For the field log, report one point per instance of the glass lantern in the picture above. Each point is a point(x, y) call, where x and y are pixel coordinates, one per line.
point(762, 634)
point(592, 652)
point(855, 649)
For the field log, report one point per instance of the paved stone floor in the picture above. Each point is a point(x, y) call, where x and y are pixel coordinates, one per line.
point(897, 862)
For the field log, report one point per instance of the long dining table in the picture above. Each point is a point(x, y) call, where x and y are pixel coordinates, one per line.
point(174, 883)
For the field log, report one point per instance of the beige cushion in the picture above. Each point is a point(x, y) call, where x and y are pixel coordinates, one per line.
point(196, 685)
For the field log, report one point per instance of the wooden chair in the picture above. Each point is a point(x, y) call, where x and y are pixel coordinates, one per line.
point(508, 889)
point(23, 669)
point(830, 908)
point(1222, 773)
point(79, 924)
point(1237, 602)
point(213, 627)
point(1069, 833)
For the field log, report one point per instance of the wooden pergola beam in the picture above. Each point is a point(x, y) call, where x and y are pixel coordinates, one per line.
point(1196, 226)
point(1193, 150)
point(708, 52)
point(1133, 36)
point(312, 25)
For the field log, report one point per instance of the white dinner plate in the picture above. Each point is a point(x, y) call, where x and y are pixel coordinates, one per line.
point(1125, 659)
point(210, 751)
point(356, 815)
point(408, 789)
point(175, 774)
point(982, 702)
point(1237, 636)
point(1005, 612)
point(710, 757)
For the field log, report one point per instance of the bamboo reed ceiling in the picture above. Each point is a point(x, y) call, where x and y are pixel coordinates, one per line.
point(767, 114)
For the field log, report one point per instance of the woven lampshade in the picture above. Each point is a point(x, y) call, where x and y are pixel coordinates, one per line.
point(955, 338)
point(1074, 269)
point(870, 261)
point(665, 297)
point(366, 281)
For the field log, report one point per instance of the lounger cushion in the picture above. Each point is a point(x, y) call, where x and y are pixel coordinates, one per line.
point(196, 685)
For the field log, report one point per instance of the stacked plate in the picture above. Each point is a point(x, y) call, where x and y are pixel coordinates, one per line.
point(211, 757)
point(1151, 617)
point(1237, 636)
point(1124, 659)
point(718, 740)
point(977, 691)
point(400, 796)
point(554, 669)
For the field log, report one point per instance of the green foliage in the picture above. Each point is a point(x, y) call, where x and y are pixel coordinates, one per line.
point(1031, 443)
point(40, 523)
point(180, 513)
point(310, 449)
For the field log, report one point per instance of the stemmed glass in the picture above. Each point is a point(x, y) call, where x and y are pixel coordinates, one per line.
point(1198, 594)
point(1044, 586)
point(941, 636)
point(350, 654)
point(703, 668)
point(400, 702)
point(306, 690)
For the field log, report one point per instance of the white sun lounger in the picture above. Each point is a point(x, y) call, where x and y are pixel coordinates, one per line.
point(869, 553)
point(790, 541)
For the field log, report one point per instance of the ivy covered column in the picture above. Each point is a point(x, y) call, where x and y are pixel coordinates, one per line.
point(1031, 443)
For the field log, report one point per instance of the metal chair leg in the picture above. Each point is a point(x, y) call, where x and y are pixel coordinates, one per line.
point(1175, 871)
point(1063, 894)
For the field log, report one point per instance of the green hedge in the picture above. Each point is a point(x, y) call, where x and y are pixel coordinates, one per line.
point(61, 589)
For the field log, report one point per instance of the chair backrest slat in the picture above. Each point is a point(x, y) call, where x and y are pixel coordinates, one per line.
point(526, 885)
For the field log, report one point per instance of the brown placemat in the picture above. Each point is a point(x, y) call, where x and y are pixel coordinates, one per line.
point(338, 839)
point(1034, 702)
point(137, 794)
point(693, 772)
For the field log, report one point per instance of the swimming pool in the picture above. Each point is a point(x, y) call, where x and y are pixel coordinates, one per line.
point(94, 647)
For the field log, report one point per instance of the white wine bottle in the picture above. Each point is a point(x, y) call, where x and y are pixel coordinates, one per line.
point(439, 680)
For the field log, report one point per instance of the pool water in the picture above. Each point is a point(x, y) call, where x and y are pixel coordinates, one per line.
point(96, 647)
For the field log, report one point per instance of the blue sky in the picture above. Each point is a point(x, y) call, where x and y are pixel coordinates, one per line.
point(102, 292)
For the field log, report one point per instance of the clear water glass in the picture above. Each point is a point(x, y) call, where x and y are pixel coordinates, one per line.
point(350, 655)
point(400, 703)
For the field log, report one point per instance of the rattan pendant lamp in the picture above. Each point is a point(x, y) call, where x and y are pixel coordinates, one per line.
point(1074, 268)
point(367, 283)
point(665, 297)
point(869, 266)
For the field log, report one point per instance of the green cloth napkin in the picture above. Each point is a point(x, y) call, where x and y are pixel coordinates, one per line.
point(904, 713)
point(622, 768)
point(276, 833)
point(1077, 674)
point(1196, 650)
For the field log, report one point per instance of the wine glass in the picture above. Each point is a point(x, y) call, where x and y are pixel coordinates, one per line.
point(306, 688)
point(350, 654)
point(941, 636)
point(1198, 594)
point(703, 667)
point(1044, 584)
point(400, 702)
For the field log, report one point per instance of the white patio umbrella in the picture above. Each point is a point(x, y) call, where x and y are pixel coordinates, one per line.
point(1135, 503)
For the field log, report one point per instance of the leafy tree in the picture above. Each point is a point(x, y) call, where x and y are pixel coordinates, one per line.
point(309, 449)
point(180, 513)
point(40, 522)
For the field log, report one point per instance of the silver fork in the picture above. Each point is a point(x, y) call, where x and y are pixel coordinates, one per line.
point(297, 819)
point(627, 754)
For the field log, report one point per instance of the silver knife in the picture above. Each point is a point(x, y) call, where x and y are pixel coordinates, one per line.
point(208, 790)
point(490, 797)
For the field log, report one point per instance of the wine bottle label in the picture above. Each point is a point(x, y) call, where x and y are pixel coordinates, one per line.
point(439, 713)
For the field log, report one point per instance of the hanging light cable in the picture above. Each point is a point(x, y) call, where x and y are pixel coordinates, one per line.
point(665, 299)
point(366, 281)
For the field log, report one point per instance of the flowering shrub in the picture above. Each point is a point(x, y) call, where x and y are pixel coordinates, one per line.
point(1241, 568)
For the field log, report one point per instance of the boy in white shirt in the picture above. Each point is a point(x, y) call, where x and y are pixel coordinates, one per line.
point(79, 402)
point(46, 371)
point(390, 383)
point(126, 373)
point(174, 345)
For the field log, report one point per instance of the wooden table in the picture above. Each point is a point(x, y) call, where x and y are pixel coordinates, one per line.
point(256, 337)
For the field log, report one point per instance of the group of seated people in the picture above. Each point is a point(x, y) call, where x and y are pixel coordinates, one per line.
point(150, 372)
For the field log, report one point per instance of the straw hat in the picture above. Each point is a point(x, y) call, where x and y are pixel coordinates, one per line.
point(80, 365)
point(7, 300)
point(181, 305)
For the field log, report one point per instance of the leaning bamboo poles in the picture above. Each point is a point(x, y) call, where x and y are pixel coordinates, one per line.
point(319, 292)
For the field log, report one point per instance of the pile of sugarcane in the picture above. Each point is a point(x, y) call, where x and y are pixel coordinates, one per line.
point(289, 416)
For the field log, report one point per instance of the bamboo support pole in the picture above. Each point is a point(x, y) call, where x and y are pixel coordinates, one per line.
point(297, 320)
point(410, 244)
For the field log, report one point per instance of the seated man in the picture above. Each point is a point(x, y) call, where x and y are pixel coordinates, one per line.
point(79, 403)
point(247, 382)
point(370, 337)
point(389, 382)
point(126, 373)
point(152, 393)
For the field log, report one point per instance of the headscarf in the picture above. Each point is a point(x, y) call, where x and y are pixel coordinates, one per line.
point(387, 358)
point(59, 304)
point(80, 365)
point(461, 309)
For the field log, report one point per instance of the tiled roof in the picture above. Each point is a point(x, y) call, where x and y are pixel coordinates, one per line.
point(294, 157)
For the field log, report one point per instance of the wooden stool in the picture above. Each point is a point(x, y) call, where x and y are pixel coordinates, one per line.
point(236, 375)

^^^^

▶ _REQUIRED WORK_:
Turn the records above into a Markdown table with the columns Number and Line. Begin at the line containing "of the straw", end at the line containing "point(289, 416)", and skip any blank lines.

▶ _WRITTEN SOLUTION_:
| Number | Line |
|---|---|
| 1 | For the field log, report one point per instance of the straw hat in the picture above. Each point is a point(x, y) call, where x and y are pixel coordinates, one per line. |
| 2 | point(80, 365) |
| 3 | point(7, 300) |
| 4 | point(181, 305) |
| 5 | For the field log, report one point per instance of the leaning bamboo poles in the picture above. Each point is a point(x, y) call, where x and y are pixel coordinates, one per line. |
| 6 | point(319, 292) |
| 7 | For the field log, report one point per instance of the pile of sugarcane in the picture above. Each point is a point(x, y) call, where x and y are pixel coordinates, one per line. |
| 8 | point(289, 416) |